**THE EXERCISE**
Rewrite everything from the line containing "Security feed analysis request: locate the white fur" down to the end of the records, swapping "camera frame" for "video still" and leaving all else unchanged.

(Bounding-box records)
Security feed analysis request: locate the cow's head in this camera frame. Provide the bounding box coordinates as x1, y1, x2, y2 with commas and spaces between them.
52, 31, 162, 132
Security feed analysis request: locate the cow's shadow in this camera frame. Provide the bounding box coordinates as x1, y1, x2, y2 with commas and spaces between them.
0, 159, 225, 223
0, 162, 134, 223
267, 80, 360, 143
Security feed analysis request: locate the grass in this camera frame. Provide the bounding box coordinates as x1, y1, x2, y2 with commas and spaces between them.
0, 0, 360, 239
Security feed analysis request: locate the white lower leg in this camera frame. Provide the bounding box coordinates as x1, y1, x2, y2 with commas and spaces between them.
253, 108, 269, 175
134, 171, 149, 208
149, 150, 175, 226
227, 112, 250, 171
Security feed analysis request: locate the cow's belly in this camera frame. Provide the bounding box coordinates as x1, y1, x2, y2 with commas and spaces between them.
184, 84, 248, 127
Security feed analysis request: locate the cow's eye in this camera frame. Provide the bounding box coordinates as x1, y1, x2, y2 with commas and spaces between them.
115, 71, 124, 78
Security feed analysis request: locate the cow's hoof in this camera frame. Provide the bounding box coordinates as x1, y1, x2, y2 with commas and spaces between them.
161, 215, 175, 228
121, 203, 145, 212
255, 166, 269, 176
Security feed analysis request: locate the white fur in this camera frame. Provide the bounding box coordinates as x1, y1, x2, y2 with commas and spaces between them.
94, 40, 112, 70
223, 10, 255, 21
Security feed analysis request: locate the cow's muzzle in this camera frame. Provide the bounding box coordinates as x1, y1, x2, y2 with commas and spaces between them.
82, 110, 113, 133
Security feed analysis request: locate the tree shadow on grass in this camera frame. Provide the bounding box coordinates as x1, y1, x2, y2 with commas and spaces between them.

**EXERCISE RESPONSE**
Security feed analysis request: locate the white fur in this video still. Provide the bounding box coordinates as x1, y1, x2, y2 with commas and spaces between them.
94, 40, 112, 70
223, 10, 255, 21
Security feed analysis request: locate the cow's muzzle in this video still. Provide the bounding box coordinates as x1, y1, x2, y2 with commas and spaces between them.
82, 110, 113, 133
Security feed analysis request: locate the tree shadow on grass in this video still. Provide the bounding box coordinates as x1, y1, x2, y2 with commas and spaces between them.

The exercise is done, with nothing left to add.